** Start Material for this task **

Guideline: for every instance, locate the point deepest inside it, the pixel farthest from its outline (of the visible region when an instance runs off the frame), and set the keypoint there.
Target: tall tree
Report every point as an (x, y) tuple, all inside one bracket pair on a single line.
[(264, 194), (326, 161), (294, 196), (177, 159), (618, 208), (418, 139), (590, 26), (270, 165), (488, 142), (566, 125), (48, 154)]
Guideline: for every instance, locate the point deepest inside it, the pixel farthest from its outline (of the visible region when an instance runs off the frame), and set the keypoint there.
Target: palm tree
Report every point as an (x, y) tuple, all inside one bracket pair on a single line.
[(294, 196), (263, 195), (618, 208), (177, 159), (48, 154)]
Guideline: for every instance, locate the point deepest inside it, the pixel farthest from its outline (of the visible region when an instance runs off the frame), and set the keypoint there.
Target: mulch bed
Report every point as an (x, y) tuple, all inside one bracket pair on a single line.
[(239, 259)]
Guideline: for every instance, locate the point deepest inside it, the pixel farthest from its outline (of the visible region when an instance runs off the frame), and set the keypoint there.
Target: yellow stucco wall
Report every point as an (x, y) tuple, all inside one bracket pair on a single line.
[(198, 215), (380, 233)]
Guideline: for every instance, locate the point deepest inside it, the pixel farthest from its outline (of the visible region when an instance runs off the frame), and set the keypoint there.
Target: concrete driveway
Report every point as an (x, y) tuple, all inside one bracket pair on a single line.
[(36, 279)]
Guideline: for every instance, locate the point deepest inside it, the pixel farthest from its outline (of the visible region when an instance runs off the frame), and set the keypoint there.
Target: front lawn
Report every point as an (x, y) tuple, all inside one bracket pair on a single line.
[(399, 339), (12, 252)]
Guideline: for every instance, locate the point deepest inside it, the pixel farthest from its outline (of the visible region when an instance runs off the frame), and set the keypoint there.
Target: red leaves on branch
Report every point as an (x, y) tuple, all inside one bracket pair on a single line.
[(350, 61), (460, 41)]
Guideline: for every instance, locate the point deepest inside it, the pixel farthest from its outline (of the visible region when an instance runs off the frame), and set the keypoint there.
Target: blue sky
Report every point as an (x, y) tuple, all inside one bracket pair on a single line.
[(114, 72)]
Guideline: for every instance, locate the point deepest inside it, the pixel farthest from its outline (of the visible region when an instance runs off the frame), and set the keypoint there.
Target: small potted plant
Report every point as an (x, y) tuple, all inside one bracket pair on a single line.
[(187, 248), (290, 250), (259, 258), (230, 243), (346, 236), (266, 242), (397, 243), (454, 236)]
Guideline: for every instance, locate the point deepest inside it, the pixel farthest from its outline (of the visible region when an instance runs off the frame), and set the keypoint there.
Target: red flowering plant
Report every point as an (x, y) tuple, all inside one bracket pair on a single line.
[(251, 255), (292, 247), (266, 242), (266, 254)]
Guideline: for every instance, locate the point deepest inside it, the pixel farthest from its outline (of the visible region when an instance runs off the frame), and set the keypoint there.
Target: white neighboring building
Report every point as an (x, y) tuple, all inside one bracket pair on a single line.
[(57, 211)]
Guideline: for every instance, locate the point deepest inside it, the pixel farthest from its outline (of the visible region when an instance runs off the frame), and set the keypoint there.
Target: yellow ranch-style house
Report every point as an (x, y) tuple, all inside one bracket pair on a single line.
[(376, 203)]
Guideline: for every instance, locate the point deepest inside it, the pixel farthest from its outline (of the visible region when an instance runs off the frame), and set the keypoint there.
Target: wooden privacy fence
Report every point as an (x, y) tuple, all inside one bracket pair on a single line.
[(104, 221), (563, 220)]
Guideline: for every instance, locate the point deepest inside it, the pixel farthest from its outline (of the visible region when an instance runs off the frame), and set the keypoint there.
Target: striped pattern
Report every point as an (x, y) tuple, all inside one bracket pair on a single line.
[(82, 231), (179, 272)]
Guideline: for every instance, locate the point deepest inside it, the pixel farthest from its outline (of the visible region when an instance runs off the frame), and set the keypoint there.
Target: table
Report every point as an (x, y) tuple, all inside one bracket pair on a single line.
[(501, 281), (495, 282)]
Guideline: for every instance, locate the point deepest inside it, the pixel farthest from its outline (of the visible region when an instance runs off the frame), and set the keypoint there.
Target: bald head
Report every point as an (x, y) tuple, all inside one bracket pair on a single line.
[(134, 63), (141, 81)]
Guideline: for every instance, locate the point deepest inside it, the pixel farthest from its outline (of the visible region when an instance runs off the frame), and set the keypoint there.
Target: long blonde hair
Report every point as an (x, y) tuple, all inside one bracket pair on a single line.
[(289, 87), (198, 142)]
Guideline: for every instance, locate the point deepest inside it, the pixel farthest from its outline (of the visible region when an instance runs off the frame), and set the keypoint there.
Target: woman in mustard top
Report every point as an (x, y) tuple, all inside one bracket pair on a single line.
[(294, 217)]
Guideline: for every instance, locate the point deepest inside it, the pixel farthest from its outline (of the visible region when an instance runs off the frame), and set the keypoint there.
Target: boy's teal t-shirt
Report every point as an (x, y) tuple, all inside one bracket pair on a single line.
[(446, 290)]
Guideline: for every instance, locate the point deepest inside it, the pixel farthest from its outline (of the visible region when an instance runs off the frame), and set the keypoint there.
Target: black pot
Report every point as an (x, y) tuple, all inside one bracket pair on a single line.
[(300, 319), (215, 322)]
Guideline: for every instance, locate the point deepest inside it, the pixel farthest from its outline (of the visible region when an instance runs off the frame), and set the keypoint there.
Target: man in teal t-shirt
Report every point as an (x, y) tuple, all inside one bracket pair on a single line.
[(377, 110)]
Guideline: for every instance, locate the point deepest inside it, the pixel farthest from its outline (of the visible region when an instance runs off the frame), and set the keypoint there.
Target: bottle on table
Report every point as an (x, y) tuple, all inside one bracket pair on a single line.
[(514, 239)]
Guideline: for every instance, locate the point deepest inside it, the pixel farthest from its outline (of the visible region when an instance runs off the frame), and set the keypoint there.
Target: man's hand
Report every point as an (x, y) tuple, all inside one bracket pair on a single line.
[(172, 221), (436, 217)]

** End Material for this task **

* [Exercise aim]:
Copy every one of the items above character for character, keeping each line as it stands.

* [The output]:
Guideline: for every instance, locate the point deepest inside it, the pixel farthest from its outline (of the visible region when an instance runs off the frame), and set the keypoint there.
Target: tall tree
Report every point as an (x, y) tuple, all inside one bracket pair on a single line.
[(264, 194), (326, 161), (294, 196), (177, 159), (618, 208), (418, 139), (590, 26), (270, 165), (488, 142), (566, 125), (48, 154)]
Guideline: for every instance, locate the point deepest inside it, the pixel farthest from its outline (of the visible region when an instance runs off the frame), and set the keypoint there.
Target: palm tree
Report every point as an (x, y) tuple, all inside one bracket pair on a single line.
[(294, 196), (263, 195), (618, 208), (177, 159), (48, 154)]
Guideline: for every instance, locate the point deepest inside it, the pixel farthest from its outline (of the visible region when an instance runs off the frame), and set the keypoint there.
Target: mulch bed
Report every point as an (x, y) tuple, all inside one bracket pair on a single line.
[(239, 259)]
Guideline: for every instance, locate the point deepest inside it, the pixel farthest from its outline (of the visible region when an instance runs off the frame), and set the keypoint there.
Target: yellow stucco wall
Report every point as an (x, y) tuple, all inside one bracket pair on a single line.
[(198, 215), (380, 233)]
Guideline: for every instance, locate the point deepest inside it, the pixel farthest from its outline (of the visible region when an instance runs off the frame), and set the keypoint there.
Target: concrete driveway
Report every point as an (x, y) tuple, all inside one bracket pair on a single line.
[(36, 279)]
Guideline: for every instance, locate the point deepest inside it, the pixel farthest from its outline (of the visible region when an instance runs off the frame), and set the keypoint there.
Target: front lawn
Report every point as an (x, y) tuple, all inside one bracket pair on a single line.
[(399, 339), (12, 252)]
Guideline: for every instance, locate the point deepest inside it, the pixel farthest from its outline (of the visible region when an instance runs off the frame), and set the keypoint there.
Target: red leaves on branch
Report every point as an (x, y) tuple, all inside one bracket pair on a single line.
[(350, 61), (460, 41)]
Guideline: for every instance, locate the point deepest inside it, the pixel farthest from its outline (of the visible region when an instance runs off the frame), and set the keypoint there.
Target: blue sky
Report every point as an (x, y) tuple, all inside one bracket pair on a single line.
[(114, 72)]
Guideline: for every instance, locate the point deepest inside it, the pixel farthest from its outline (of the visible region when an instance runs off the frame), and set the keypoint there.
Target: small potted plant
Report every point as an (x, y) tuple, all inside one bracket pair on a single line.
[(187, 248), (290, 250), (259, 258), (230, 243), (346, 236), (266, 242), (397, 243), (454, 236)]
Guideline: for every instance, locate the point deepest inside it, the pixel farthest from its outline (of the visible region when an instance runs off the frame), and set the keypoint there.
Target: red flowering plant
Report every point as an (x, y) tuple, all inside one bracket pair on a single line.
[(251, 255), (292, 247), (266, 242), (266, 254)]
Guideline: for every instance, locate the point deepest inside it, the pixel farthest from its outline (of the visible region when an instance runs off the frame), and set the keypoint there.
Target: white neighboring building
Report every point as an (x, y) tuple, all inside one bracket pair on a single line.
[(57, 211)]
Guideline: for every instance, locate the point deepest inside it, the pixel farthest from its outline (of the visible region when an instance runs off the frame), and set the keypoint there.
Target: yellow ranch-style house
Report every point as an (x, y) tuple, all inside one bracket pair on a single line.
[(376, 203)]
Guideline: for every instance, locate the point deepest inside it, the pixel farthest from its outline (of the visible region when an instance runs off the frame), and set the keypoint there.
Target: wooden privacy fence
Report every point as an (x, y) tuple, all inside one bracket pair on a single line.
[(104, 221), (563, 220)]
Guideline: for every instance, locate the point deepest inside it, the pixel farthest from its outline (of the visible region when an instance runs off the frame), and set the keypoint there.
Target: striped pattern
Report every point as an (x, y) tuple, all inside one bracket pair on a single line.
[(82, 231), (179, 272)]
Guideline: for every instance, locate the point deepest inside it, the pixel farthest from its outline (of the visible region when an instance runs off the frame), and set the keypoint there.
Target: table
Report every point as an (x, y) tuple, all inside one bracket pair on a single line.
[(501, 281), (495, 282)]
Guideline: for every instance, locate the point deepest inside it, the pixel farthest from its outline (of the visible region when an instance runs off the frame), and set the keypoint there.
Target: bald head
Report every point as an (x, y) tuple, all inside one bracket pair on a single line.
[(134, 63), (141, 81)]
Guideline: for every instance, locate the point deepest inside it, the pixel farthest from its outline (of the visible region when an instance runs off the frame), and set the keypoint there.
Target: long blonde hair
Report every point as an (x, y) tuple, all inside one bracket pair on a single line.
[(289, 87), (198, 142)]
Guideline: for every instance, locate the point deepest inside it, the pixel farthest from its outline (of the visible region when an instance runs off the frame), and set the keypoint there.
Target: woman in mustard top
Report every point as an (x, y) tuple, all inside one bracket pair on a single line.
[(294, 217)]
Guideline: for every instance, locate the point deepest inside it, the pixel farthest from its outline (of the visible region when an instance runs off the frame), and set the keypoint there.
Target: boy's teal t-shirt
Report every point as an (x, y) tuple, all inside one bracket pair on a single line.
[(446, 290)]
Guideline: for every instance, locate the point deepest inside it, the pixel farthest from its outline (of the visible region when an instance runs off the frame), and set the keypoint there.
Target: black pot
Report every point as an (x, y) tuple, all inside one bracket pair on a single line.
[(300, 319), (215, 322)]
Guideline: for every instance, locate the point deepest inside it, the pixel farthest from its outline (of the visible region when an instance runs off the frame), and set the keypoint there.
Target: man in teal t-shirt
Report every point as an (x, y) tuple, all inside one bracket pair on a single line.
[(377, 110)]
Guideline: for every instance, locate the point deepest inside it, the pixel farthest from its outline (of the visible region when an instance runs off the frame), and set the keypoint there.
Target: bottle on table
Report every point as an (x, y) tuple, all inside one bracket pair on a single line.
[(514, 239)]
Guideline: for every instance, locate the point deepest inside it, the pixel farthest from its outline (of the visible region when an instance runs off the frame), and set the keypoint there.
Target: man's hand
Report every point as an (x, y) tuple, all inside one bracket pair on a single line.
[(172, 221), (436, 217)]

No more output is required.